YOUR GOAL: Please copy down the listing lines word for word, starting at the line containing "Task: segment one" and ending at the line containing "positive clicks: (49, 52) (83, 47)", with both of those lines included.

:: MATERIAL PROVIDED

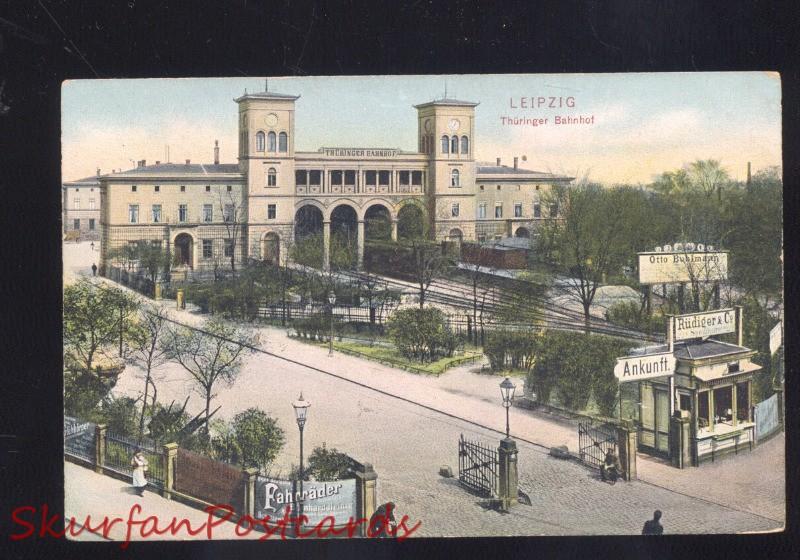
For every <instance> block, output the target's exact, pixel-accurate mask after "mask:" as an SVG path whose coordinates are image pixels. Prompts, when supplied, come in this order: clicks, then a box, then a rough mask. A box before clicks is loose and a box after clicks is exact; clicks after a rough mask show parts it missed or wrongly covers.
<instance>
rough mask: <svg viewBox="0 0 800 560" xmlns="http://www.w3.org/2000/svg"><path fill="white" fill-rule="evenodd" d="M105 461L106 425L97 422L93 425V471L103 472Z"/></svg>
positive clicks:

::::
:: MATERIAL PROVIDED

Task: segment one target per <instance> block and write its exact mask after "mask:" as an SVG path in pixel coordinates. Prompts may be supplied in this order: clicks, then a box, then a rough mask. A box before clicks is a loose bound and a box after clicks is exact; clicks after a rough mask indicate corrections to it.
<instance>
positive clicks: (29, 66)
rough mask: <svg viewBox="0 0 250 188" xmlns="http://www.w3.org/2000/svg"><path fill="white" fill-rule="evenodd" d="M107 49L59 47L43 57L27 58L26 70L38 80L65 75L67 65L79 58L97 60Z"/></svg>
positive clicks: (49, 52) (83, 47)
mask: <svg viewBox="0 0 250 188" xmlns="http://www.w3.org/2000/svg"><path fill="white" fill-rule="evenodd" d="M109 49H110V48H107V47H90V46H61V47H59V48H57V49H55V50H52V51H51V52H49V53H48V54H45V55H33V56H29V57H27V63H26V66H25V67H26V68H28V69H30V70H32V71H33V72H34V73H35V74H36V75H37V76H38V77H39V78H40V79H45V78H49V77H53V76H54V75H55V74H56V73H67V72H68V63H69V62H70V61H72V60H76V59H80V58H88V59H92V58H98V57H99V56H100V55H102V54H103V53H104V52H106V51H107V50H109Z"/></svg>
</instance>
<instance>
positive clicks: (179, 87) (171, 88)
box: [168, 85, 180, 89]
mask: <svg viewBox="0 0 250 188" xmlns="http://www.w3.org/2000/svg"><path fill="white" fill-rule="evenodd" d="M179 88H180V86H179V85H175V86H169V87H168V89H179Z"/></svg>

::::
:: MATERIAL PROVIDED

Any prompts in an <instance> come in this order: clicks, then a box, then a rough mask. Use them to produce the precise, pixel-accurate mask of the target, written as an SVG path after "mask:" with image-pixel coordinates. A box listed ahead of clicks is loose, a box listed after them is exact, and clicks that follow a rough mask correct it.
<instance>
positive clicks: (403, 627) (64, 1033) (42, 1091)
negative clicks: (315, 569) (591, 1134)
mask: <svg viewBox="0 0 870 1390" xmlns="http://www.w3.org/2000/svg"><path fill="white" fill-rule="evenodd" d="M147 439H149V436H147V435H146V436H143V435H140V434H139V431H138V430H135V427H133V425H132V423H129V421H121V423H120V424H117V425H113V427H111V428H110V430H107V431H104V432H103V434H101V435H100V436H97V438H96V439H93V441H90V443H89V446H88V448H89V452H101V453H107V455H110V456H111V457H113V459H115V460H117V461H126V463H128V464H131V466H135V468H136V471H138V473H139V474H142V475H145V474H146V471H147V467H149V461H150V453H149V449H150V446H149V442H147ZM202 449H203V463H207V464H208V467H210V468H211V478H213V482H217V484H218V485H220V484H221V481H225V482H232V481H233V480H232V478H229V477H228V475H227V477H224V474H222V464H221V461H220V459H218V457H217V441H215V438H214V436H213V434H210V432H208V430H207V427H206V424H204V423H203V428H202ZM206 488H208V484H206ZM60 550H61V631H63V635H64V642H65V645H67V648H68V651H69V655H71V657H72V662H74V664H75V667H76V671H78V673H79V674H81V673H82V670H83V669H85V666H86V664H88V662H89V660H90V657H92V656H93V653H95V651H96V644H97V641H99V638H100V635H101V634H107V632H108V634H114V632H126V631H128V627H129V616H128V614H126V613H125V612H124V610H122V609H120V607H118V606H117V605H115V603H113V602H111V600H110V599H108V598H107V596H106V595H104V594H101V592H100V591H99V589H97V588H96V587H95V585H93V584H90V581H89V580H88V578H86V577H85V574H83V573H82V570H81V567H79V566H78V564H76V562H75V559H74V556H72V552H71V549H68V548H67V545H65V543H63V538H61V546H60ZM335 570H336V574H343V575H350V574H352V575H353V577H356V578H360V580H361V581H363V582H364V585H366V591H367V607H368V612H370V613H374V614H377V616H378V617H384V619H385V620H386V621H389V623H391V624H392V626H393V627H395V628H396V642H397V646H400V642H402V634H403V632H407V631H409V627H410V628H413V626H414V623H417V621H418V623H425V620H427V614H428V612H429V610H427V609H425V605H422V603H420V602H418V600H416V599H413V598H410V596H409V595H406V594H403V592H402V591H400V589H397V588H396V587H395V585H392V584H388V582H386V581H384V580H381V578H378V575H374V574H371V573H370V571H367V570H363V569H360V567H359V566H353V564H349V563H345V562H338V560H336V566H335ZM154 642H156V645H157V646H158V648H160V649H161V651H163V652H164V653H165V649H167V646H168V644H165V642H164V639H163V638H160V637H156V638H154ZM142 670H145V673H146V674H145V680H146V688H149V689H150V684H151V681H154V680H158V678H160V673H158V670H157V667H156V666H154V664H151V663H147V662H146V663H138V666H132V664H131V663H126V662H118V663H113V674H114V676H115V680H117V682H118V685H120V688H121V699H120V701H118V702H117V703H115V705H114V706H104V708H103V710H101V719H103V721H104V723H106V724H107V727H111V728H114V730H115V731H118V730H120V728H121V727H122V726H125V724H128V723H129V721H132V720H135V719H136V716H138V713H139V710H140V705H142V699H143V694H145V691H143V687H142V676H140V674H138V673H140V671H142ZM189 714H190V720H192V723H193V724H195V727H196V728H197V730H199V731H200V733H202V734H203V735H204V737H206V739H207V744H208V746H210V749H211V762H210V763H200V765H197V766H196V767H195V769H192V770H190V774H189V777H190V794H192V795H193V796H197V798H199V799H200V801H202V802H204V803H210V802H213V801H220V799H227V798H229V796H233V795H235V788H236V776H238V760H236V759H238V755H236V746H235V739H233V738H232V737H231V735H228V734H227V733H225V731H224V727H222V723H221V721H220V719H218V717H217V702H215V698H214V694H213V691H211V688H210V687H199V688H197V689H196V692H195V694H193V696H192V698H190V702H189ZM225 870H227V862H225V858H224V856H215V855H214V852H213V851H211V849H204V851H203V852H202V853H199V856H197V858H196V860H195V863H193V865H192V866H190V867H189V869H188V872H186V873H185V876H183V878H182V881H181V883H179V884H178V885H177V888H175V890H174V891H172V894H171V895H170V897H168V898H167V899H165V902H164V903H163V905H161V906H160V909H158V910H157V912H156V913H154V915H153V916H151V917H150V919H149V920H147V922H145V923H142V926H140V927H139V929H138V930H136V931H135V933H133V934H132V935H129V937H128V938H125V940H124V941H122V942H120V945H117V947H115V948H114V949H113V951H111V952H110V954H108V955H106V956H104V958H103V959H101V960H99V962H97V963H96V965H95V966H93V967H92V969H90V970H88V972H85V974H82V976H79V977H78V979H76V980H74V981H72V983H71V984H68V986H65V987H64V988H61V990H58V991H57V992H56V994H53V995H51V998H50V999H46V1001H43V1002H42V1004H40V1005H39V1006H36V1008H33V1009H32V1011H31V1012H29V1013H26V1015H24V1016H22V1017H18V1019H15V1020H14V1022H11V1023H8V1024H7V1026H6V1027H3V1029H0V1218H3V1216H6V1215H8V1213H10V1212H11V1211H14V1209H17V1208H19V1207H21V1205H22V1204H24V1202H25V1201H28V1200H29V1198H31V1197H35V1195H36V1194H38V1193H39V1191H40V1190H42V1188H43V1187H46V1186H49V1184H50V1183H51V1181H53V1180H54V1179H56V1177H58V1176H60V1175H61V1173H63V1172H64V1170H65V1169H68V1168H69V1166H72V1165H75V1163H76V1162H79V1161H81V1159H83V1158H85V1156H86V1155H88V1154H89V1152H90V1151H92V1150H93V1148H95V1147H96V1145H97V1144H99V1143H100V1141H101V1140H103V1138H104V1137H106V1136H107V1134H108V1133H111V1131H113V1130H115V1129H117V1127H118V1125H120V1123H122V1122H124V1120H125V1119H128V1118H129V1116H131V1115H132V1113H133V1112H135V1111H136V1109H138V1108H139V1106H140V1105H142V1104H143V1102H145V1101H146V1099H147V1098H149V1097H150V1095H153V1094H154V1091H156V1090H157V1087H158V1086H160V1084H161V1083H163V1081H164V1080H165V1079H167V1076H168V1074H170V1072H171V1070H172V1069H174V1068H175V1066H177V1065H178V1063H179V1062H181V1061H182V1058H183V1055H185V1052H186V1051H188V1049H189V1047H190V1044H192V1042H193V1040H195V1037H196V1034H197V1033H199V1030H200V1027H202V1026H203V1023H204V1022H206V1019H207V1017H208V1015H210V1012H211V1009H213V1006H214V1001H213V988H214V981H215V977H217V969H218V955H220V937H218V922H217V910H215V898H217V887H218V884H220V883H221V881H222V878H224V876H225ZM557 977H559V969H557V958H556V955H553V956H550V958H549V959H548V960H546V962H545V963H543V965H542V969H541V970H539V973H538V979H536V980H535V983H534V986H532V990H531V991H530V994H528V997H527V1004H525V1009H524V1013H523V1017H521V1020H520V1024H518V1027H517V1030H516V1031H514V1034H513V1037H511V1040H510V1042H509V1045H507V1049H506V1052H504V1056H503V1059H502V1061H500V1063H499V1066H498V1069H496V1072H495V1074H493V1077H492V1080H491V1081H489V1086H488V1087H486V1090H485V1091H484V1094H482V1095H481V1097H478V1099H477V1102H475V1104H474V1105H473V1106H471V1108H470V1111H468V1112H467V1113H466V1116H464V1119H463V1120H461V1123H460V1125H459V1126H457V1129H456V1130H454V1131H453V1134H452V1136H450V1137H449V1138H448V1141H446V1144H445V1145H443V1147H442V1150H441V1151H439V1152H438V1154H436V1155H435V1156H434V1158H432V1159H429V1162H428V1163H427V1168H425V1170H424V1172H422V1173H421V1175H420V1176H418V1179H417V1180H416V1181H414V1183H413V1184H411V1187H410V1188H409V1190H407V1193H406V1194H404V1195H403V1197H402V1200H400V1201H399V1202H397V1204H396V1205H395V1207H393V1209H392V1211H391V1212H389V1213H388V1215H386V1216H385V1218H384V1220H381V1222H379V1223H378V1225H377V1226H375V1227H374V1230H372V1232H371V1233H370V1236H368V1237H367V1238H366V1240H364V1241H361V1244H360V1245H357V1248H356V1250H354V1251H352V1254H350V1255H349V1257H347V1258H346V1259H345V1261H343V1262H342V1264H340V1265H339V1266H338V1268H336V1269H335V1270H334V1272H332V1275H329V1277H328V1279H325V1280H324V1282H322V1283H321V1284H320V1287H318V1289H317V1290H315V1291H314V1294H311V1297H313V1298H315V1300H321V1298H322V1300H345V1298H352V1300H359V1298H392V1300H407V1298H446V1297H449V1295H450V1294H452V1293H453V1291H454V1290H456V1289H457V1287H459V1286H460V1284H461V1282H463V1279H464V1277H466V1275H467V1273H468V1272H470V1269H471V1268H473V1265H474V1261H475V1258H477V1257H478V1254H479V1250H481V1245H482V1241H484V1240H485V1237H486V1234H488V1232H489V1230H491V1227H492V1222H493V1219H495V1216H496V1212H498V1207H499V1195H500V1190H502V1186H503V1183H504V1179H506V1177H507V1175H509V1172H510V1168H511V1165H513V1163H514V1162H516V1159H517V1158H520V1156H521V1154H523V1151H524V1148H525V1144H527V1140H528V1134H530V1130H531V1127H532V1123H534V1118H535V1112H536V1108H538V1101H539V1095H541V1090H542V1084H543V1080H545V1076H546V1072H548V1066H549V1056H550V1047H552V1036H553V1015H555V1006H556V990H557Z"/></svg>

::::

PROBLEM SOLUTION:
Task: segment one target per <instance> block and write its exact mask after "mask:" as an SVG path in pixel coordinates. Prompts may be supplied in this order: clicks, then a box, then a rough mask. A box before clicks is a loose bound and a box after clicks is exact; clicks after a rough mask indicate corrections to it.
<instance>
positive clicks: (29, 66)
rough mask: <svg viewBox="0 0 250 188" xmlns="http://www.w3.org/2000/svg"><path fill="white" fill-rule="evenodd" d="M107 49L59 47L43 57L27 58L26 70L38 80L65 75L67 65L79 58L97 60Z"/></svg>
positive clicks: (49, 52) (83, 47)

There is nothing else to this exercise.